(CONSIGNE A):
Traduisez en anglais cette phrase de l'extrait sur le contrat d'assurance : « Le décès de M. [X] est survenu un mois et demi après la date de souscription du contrat d'assurance groupe. »
(CONSIGNE B):
Rédigez la suite de l'extrait sur le contrat d'assurance, en partant de sa dernière phrase.

Il ne s'agit pas de clauses types d'un contrat d'assurance mais de questions extrêmement précises posées par l'assureur, lors de la conclusion du contrat, sur la réalité de l'état de santé du souscripteur, les réponses apportées par ce dernier étant de nature :
- à lui faire apprécier les risques pris en charge ;
- et à la dissuader de réclamer des documents médicaux complémentaires.
Le décès de M. [X] est survenu un mois et demi après la date de souscription du contrat d'assurance groupe.
Selon son courrier du 1er septembre 2015, l'assureur a opposé à sa veuve un refus de prise en charge en arguant du fait que M. [X] :
- 1) percevait une pension d'invalidité de la part de la CPAM depuis le 1er octobre 2014 ;
- 2) avait été en arrêt de travail de plus de soixante jours durant les deux années précédent l'adhésion ;
- 3) suivait depuis plus d'un an, à la date de son adhésion, un traitement médical continu.
La fausseté de la déclaration effectuée par M. [X], portant notamment sur les points 2 et 3, n'est pas contestée par Mme [X] née [Y].
Le caractère élevé du nombre de pages du contrat d'assurance n'altère en rien la qualité et la précision du document rassemblant les éléments médicaux qui est détachable des autres feuillets du contrat. L'assuré était de même parfaitement informé des conséquences d'une déclaration mensongère comme l'atteste la clause s'y rapportant.
Comme le relève à raison le premier juge, seul M. [X] était en capacité de confier à l'assureur des éléments médicaux le concernant relatifs à la prise d'un traitement médicamenteux et à l'existence d'un arrêt de travail de plus de soixante jours. Il ne peut dès lors être reproché à la société Socram Banque de ne pas avoir effectué de recherches supplémentaires afin d'approfondir sa connaissance du réel état de santé du souscripteur.
En conséquence, l'appelante ne démontre pas un manquement de la part de la société Socram Banque à son obligation d'information et/ou à son devoir de mise en garde.
Certes, Mme [X] née [Y] fait observer à juste titre que l'assureur disposait, dès la date de conclusion du contrat, des éléments lui permettant de remarquer que M. [X] avait perçu jusqu'au 1er septembre 2014 une pension d'invalidité avec un taux de 50%.
En effet, cette information figurait expressément sur le document en date du 20 octobre 2014 qui émanait de l'organisme Carsat.
Cependant, il apparaît à la lecture de cette pièce qu'il est indiqué que la pension de retraite versée à M. [X] à compter de 1er septembre 2014 'prend le relais' de sa pension d'invalidité.

(Données d'ancrage d'expressions référentielles):
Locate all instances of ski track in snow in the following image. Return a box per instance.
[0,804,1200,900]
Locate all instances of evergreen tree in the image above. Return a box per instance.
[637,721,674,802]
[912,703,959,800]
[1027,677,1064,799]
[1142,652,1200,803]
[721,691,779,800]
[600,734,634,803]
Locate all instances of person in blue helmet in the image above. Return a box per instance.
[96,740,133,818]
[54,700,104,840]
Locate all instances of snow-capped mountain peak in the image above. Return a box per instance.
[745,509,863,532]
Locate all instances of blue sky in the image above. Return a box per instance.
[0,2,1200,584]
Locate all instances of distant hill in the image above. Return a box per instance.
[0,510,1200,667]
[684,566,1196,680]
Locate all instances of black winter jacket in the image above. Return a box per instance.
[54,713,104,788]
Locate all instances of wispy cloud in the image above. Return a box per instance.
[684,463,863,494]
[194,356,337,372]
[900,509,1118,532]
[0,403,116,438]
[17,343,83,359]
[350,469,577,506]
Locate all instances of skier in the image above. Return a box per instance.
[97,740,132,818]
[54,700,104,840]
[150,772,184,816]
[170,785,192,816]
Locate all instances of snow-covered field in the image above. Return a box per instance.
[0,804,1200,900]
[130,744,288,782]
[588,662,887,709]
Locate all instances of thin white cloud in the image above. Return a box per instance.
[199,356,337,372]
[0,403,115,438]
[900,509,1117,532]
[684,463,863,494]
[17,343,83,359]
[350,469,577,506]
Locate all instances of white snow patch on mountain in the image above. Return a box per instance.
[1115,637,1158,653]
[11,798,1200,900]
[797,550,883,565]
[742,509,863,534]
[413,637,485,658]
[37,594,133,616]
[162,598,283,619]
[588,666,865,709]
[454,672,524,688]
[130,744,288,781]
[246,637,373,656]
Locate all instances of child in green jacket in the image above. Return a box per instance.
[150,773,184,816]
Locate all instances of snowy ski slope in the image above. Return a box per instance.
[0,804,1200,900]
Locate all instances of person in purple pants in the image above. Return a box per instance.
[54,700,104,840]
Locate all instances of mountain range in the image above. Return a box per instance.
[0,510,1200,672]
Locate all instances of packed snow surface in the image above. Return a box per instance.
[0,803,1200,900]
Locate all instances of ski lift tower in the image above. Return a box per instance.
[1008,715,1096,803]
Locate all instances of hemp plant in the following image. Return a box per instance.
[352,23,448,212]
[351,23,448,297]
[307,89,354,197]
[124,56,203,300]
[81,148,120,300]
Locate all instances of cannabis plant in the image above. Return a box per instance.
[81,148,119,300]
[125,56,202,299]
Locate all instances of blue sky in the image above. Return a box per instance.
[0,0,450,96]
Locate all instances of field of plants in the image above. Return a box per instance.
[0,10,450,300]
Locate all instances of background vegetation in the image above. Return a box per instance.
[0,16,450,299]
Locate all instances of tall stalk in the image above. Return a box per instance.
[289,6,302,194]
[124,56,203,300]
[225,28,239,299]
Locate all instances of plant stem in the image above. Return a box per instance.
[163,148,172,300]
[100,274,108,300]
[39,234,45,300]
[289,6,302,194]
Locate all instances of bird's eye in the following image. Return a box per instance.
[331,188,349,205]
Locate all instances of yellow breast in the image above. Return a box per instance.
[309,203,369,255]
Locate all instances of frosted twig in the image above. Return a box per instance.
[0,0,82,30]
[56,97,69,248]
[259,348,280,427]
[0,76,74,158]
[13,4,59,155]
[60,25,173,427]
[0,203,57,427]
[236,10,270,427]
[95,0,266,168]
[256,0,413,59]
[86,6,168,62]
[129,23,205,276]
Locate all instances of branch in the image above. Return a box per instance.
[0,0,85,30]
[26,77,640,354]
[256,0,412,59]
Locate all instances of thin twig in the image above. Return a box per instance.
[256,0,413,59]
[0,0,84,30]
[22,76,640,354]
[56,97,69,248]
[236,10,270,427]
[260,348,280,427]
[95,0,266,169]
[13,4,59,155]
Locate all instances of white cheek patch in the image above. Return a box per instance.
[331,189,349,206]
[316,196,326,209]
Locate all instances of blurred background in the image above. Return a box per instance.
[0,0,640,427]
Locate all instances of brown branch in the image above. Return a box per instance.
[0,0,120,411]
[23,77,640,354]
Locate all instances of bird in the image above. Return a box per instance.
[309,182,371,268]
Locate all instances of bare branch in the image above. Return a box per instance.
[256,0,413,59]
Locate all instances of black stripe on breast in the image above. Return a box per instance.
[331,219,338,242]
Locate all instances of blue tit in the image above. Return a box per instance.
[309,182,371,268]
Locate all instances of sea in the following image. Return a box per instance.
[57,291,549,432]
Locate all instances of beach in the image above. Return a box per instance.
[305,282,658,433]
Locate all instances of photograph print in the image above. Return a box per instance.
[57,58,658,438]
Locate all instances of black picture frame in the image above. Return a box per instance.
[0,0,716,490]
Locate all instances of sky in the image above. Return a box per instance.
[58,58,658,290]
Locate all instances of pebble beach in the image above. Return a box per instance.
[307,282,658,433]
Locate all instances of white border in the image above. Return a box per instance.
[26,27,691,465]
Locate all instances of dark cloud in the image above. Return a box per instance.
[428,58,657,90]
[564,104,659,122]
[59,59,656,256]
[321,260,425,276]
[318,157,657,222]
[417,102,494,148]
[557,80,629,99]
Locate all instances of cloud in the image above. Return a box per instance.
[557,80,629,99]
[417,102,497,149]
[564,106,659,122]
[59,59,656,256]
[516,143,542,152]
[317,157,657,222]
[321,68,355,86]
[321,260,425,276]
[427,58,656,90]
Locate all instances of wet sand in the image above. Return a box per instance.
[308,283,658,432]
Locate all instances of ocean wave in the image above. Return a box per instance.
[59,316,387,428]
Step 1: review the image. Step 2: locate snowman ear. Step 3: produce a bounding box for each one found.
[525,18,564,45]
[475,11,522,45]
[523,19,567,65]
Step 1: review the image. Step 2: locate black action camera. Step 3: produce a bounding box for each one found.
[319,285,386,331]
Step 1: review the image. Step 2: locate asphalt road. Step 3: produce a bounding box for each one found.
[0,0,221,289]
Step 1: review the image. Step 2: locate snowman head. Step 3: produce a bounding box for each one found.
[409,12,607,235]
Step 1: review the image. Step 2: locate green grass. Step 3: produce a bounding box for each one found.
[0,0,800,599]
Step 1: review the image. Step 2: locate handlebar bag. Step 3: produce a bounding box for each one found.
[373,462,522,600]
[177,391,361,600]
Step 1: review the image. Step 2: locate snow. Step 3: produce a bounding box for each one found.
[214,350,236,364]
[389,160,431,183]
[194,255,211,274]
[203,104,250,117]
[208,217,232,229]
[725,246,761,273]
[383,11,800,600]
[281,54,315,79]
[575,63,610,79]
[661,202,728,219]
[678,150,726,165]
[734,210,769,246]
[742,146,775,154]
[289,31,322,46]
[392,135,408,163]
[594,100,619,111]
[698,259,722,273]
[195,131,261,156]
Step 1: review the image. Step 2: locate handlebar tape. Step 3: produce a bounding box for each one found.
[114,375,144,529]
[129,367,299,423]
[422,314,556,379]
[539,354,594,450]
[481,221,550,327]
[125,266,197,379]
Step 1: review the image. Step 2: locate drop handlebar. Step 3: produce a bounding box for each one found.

(RÉPONSE A):
Mr. [X] died a month and a half after the date on which the group insurance contract was taken out.

(RÉPONSE B):
En conséquence, le souscripteur n'a pas effectué de déclaration mensongère en signant le 02 avril 2015 le contrat d'assurance qui précisait qu'il ne percevait pas, au jour de la souscription, une pension d'invalidité de sorte qu'il ne peut être reproché à la société Socram Banque d'avoir accepté la conclusion du contrat en connaissant le caractère mensonger de la déclaration de M. [X].
Seule la fausse déclaration portant sur les points 2 et 3 est donc avérée de sorte que l'assureur a justement opposé à l'appelante la nullité du contrat. Il n'est donc pas utile de s'interroger sur la question du respect du délai de carence évoquée dans les écritures des intimés et son éventuel caractère abusif invoqué par Mme [Y] en application des textes relatifs au droit de la consommation.
En conséquence, le jugement ayant rejeté ses demandes de dommages et intérêts sera dès lors confirmé.
Sur l'article 700 du code de procédure civile
Si la décision de première instance doit être confirmée, il n'y a pas lieu en cause d'appel de mettre à la charge de l'une ou de l'autre des parties le versement d'une indemnité sur le fondement de l'article 700 du code de procédure civile.
PAR CES MOTIFS
- Confirme en toutes ses dispositions le jugement rendu le 04 juillet 2019 par le tribunal de grande instance de Bordeaux ;
Y ajoutant ;
- Rejette les demandes présentées sur le fondement de l'article 700 du code de procédure civile ;
- Condamne madame [N] [X] née [Y] au paiement des dépens d'appel.
La présente décision a été signée par madame Paule POIREL, présidente, et madame Audrey COLLIN, greffier, à laquelle la minute de la décision a été remise par le magistrat signataire.